• _Written problem_: Copy the material below verbatim, every line in its original order and with nothing changed or left out.

• _Source records_:
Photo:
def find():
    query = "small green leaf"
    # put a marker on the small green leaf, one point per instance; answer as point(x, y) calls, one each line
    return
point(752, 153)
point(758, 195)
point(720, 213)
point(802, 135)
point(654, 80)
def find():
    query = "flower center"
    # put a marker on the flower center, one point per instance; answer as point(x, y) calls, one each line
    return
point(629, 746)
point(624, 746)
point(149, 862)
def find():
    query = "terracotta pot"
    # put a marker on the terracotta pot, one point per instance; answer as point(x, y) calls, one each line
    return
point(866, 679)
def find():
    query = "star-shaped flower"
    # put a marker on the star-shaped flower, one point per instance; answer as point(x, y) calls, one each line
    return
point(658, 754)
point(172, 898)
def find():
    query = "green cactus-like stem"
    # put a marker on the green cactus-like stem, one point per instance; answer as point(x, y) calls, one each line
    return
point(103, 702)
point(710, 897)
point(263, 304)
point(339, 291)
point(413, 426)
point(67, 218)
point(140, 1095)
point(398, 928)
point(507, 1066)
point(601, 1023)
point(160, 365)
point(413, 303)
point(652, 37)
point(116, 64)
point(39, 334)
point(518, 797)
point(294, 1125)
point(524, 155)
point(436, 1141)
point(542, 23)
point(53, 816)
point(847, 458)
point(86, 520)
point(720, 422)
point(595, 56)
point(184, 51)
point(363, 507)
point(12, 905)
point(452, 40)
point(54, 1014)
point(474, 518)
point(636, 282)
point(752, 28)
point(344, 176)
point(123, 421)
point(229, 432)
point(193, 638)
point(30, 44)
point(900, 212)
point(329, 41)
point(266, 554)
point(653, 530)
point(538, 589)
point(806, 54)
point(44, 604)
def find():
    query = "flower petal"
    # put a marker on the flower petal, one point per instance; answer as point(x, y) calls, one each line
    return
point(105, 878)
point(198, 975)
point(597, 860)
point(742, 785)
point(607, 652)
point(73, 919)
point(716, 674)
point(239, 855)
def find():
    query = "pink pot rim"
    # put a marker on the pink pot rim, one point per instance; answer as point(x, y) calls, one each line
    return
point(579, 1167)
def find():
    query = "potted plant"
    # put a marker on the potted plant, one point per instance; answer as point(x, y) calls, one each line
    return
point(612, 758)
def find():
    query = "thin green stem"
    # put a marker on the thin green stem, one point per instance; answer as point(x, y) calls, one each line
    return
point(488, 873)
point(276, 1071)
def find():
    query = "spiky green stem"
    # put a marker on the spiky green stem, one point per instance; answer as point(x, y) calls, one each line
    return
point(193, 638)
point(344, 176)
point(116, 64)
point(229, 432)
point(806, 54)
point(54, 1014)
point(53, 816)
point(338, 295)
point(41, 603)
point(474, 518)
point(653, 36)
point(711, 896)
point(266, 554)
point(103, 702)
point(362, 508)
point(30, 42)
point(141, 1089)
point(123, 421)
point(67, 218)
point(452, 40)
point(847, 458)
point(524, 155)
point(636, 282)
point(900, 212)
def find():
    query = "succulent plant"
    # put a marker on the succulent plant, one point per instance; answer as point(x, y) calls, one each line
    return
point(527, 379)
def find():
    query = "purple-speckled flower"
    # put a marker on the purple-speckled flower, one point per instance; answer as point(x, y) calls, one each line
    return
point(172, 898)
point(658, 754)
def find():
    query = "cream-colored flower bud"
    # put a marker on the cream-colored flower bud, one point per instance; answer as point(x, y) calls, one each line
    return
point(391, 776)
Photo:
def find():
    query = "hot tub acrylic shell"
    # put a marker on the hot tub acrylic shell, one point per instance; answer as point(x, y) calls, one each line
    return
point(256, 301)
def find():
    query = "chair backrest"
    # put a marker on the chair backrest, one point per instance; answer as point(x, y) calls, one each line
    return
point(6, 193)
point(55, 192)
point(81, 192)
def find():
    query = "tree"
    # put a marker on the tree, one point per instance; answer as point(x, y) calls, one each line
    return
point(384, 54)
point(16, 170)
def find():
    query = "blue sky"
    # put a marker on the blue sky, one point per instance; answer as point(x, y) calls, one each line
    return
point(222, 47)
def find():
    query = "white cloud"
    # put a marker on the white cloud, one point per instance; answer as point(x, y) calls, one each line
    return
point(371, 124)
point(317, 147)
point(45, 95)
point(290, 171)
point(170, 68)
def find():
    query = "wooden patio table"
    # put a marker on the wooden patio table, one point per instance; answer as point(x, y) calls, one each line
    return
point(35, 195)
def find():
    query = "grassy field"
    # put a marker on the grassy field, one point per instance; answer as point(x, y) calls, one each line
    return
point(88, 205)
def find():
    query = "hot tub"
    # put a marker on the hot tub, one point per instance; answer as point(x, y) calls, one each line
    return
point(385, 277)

• _The reply_:
Photo:
def find():
    query = "small green leaf"
    # put a marker on the small green leaf, one point per instance; answer as point(x, y) calls, one each line
    return
point(752, 153)
point(758, 195)
point(720, 213)
point(802, 135)
point(654, 80)
def find():
    query = "flower center"
    # put a marker on the flower center, one point per instance; answer as point(x, y) calls, one each line
    return
point(629, 746)
point(624, 746)
point(149, 862)
def find():
    query = "terracotta pot"
    # put a marker on the terracotta pot, one point per instance; answer as point(x, y) calls, one each line
    return
point(866, 679)
def find():
    query = "star-shaped flower"
    # put a marker on the star-shaped flower, one point per instance; answer as point(x, y) calls, one each line
    return
point(658, 754)
point(172, 898)
def find():
    query = "green cactus-like stem"
    # put a marker on the green cactus-like stem, one point per instance; answer as point(x, y) calls, one each line
    return
point(103, 702)
point(710, 897)
point(263, 304)
point(339, 291)
point(413, 426)
point(67, 218)
point(140, 1095)
point(398, 928)
point(507, 1066)
point(601, 1023)
point(160, 365)
point(413, 303)
point(652, 37)
point(116, 64)
point(39, 334)
point(518, 797)
point(294, 1125)
point(524, 155)
point(436, 1141)
point(542, 23)
point(53, 816)
point(847, 458)
point(86, 520)
point(720, 422)
point(595, 56)
point(184, 51)
point(363, 507)
point(12, 905)
point(452, 40)
point(54, 1014)
point(474, 518)
point(636, 282)
point(752, 28)
point(344, 176)
point(123, 421)
point(229, 432)
point(193, 638)
point(30, 44)
point(900, 212)
point(329, 41)
point(266, 554)
point(653, 530)
point(538, 589)
point(806, 54)
point(44, 604)
def find():
    query = "flower petal"
    # put a marker on the flower petal, one point per instance; answer as point(x, y) calls, one each line
    return
point(105, 878)
point(198, 975)
point(597, 860)
point(742, 785)
point(607, 652)
point(73, 919)
point(716, 674)
point(239, 855)
def find():
    query = "pink pot rim"
    # put a marker on the pink pot rim, one point per instance; answer as point(x, y) calls, one each line
    return
point(579, 1167)
def find():
    query = "potted plant"
    # put a marker on the potted plant, one point per instance; answer as point(x, y) calls, one each line
    return
point(612, 758)
def find():
    query = "thin green stem"
    # put a marker on the thin green stem, one point per instance; answer as point(x, y) calls, one each line
    return
point(488, 873)
point(276, 1071)
def find():
    query = "spiky green stem"
    # put a marker on the spiky green stem, one point per instance; answer as point(x, y) calls, one each line
    return
point(193, 638)
point(344, 176)
point(116, 64)
point(229, 432)
point(806, 54)
point(54, 1014)
point(53, 816)
point(338, 295)
point(41, 603)
point(474, 518)
point(653, 36)
point(711, 896)
point(266, 554)
point(103, 702)
point(362, 508)
point(30, 42)
point(141, 1089)
point(123, 421)
point(67, 218)
point(452, 40)
point(847, 458)
point(524, 155)
point(636, 282)
point(900, 212)
def find():
    query = "succulent plant"
    # put a marker on the succulent plant, one point per instance; answer as point(x, y) calls, one each line
    return
point(527, 379)
def find():
    query = "purple-speckled flower"
    # put a marker on the purple-speckled flower, one point per instance; answer as point(x, y) calls, one each line
    return
point(172, 898)
point(658, 754)
def find():
    query = "cream-colored flower bud"
    # put a marker on the cream-colored flower bud, one point per instance; answer as point(x, y) calls, one each line
    return
point(391, 776)
Photo:
def find():
    query = "hot tub acrylic shell"
    # put a marker on the hot tub acrylic shell, one point per instance; answer as point(x, y) calls, one each line
    return
point(256, 301)
def find():
    query = "chair backrest"
    # put a marker on the chair backrest, one point per instance; answer as point(x, y) calls, one each line
    return
point(6, 193)
point(55, 192)
point(81, 192)
def find():
    query = "tree"
    # put a marker on the tree, one point per instance; answer as point(x, y) calls, one each line
    return
point(384, 54)
point(16, 170)
def find():
    query = "blue sky"
    # put a marker on the blue sky, one point per instance; answer as point(x, y) calls, one each line
    return
point(222, 47)
def find():
    query = "white cloud"
    # put a marker on the white cloud, one point per instance; answer as point(x, y) calls, one each line
    return
point(371, 124)
point(317, 147)
point(45, 95)
point(290, 171)
point(170, 68)
def find():
    query = "wooden patio table"
    # put a marker on the wooden patio table, one point per instance; answer as point(x, y) calls, one each line
    return
point(35, 195)
def find():
    query = "grassy field"
    # put a marker on the grassy field, one point per instance; answer as point(x, y) calls, one each line
    return
point(88, 205)
def find():
    query = "hot tub"
    # put a marker on the hot tub, one point per instance; answer as point(x, y) calls, one each line
    return
point(385, 277)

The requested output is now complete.